**WHAT THE EXERCISE ASKS:**
According to the page about the Wikidata Quality Toolkit, in what year did the Wikimedia Foundation launch Wikidata?

About

About Wikidata Quality Toolkit

Wikidata is a significant data asset launched in 2012 by the Wikimedia Foundation, containing machine-readable factual information about over 100 million topics. It is widely used in various applications, including web search engines, virtual assistants, and fact checkers, as well as in over 800 projects in the Wikimedia ecosystem, such as Wikipedia.

However, the quality of data in Wikidata is crucial, especially considering its extensive use in Wikipedia articles, which receive 24 billion daily visits. Poor-quality data can have detrimental effects, particularly when used to train AI systems, potentially reinforcing biases and stereotypes.

To address these challenges, we are developing the Wikidata Quality Toolkit (WQT). This toolkit aims to support a diverse set of editors in curating and validating Wikidata records at scale. It draws on research findings and conceptual prototypes from AI, data management, and social computing, responding to the data assurance needs of the Wikidata community.

The focus of the WQT project includes reassessing data assurance requirements in the age of large language models (LLMs), improving and integrating existing code, extensive evaluation with the Wikidata community, and developing a sustainable research software strategy.

The toolkit will be open-source, providing data, software, and guidance to the community, researchers, and AI developers. Besides benefiting the community of 24,000 editors directly, there are significant economic and societal implications from downstream AI applications using Wikidata.

**GIVEN DATA:**
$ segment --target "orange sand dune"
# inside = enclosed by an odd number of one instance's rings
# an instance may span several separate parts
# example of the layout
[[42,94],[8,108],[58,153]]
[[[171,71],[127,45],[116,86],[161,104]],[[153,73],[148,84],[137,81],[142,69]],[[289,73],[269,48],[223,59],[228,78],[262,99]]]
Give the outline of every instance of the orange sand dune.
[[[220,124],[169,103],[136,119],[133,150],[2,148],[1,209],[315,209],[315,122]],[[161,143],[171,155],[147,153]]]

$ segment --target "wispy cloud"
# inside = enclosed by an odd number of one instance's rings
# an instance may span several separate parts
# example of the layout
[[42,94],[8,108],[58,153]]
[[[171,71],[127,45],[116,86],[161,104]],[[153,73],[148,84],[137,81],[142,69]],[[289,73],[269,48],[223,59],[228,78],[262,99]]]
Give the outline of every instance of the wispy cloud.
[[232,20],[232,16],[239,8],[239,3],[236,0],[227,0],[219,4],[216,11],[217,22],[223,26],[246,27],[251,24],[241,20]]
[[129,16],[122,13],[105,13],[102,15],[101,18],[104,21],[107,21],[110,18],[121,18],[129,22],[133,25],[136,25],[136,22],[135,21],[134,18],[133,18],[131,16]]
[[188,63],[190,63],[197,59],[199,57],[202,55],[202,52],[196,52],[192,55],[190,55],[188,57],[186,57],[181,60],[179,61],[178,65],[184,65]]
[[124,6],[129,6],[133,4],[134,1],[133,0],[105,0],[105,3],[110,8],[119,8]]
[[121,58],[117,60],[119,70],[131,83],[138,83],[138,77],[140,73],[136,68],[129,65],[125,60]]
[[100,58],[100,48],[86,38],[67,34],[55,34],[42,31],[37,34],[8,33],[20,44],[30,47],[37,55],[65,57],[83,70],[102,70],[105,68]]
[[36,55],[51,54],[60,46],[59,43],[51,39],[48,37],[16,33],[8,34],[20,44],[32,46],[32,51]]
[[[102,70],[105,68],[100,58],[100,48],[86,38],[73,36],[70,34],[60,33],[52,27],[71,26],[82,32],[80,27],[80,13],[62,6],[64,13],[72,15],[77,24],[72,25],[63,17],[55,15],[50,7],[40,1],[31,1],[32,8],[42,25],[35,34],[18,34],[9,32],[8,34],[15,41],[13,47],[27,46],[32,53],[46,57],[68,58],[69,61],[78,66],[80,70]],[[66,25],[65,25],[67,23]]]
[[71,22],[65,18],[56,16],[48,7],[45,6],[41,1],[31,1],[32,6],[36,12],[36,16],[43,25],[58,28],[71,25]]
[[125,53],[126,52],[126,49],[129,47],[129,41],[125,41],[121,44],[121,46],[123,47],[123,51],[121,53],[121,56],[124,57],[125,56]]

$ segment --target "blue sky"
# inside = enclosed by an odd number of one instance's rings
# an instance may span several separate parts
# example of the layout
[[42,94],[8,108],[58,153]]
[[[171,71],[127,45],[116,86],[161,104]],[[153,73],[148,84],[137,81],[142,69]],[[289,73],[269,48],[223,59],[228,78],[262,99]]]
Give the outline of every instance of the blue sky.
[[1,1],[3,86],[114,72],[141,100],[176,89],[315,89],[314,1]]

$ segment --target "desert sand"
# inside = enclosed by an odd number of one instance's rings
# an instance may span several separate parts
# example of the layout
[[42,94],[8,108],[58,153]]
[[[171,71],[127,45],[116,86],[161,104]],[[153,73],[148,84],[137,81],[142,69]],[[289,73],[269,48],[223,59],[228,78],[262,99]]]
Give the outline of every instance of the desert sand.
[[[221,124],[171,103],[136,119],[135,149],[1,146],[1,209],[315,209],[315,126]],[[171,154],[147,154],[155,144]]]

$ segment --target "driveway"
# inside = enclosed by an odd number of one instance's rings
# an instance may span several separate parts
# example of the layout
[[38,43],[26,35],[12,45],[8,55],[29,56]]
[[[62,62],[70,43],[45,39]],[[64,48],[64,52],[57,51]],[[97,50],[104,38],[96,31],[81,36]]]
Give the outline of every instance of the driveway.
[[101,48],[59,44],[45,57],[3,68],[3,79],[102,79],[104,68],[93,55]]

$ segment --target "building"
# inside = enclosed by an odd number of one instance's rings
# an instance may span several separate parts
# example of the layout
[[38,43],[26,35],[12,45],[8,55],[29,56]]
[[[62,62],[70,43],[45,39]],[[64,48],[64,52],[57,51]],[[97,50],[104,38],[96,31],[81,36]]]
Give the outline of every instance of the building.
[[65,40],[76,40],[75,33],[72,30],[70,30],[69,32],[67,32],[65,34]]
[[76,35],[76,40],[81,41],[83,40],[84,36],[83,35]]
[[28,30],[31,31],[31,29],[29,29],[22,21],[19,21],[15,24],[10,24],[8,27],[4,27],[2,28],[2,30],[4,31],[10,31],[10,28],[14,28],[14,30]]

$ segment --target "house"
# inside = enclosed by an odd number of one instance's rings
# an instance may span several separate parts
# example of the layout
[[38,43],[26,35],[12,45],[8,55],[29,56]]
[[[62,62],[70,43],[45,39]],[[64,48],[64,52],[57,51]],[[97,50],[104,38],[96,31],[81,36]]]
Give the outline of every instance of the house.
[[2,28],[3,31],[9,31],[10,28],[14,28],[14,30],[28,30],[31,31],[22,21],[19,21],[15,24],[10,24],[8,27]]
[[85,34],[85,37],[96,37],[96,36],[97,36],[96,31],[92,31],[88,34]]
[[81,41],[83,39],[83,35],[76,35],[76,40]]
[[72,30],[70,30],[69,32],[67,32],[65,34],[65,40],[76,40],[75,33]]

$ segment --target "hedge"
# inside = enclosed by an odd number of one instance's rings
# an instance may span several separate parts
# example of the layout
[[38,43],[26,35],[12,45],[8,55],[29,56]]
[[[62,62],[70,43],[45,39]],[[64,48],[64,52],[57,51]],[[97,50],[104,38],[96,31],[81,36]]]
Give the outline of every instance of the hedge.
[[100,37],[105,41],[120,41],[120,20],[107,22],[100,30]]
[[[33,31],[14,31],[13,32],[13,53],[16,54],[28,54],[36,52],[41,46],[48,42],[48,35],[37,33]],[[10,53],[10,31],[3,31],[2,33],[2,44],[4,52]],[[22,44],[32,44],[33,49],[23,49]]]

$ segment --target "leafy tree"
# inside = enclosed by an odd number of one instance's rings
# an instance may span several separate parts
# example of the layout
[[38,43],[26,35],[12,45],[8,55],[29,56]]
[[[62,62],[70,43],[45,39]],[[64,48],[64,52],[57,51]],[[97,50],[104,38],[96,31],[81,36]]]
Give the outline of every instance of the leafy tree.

--

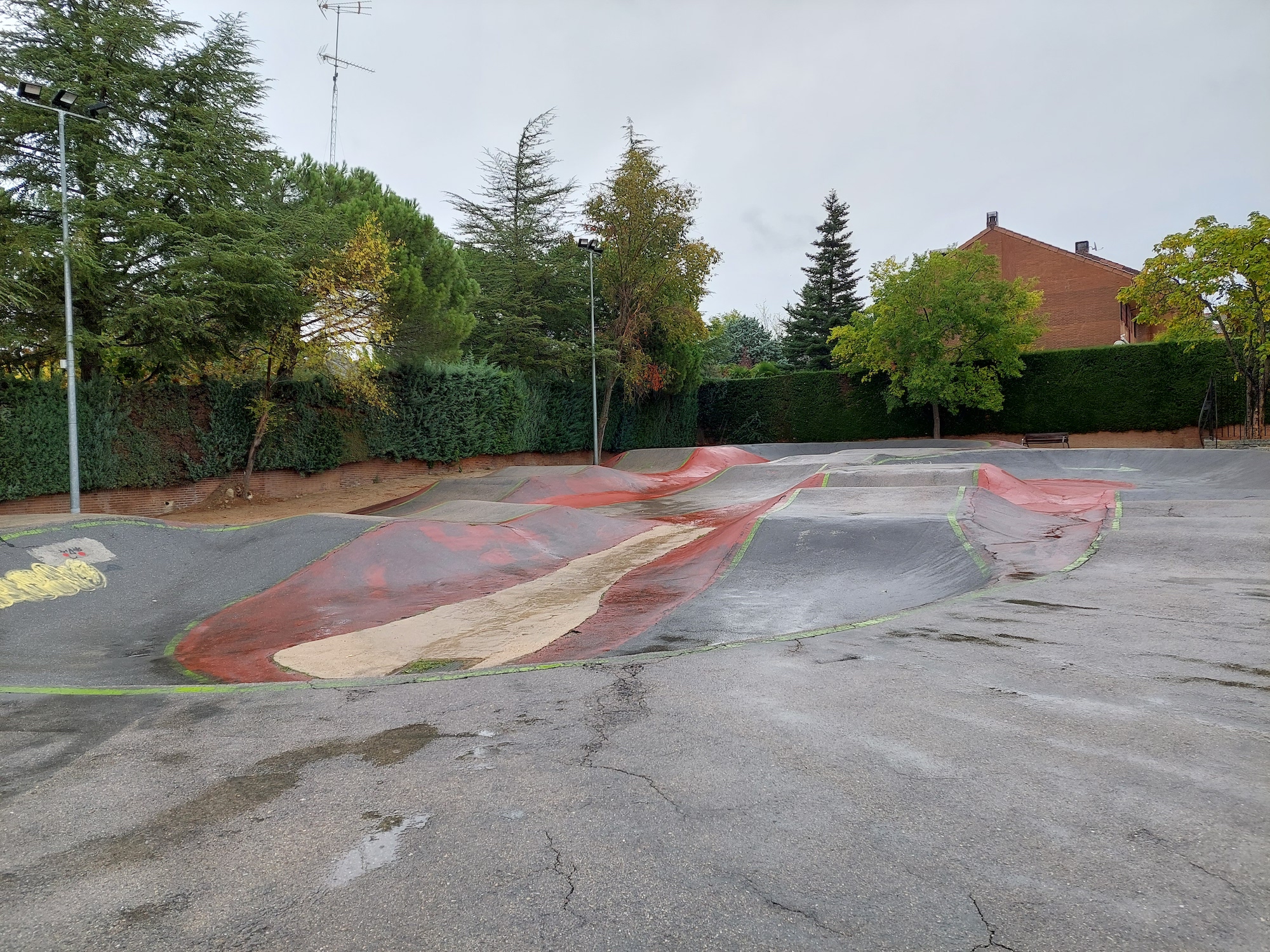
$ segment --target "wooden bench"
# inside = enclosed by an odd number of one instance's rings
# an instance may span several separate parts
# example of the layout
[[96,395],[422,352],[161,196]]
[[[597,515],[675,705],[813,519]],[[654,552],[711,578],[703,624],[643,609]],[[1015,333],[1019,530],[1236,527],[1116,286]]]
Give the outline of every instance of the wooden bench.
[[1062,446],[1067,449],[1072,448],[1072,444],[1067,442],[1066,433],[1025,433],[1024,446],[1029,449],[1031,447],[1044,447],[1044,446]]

**COMPLETED TASK:**
2012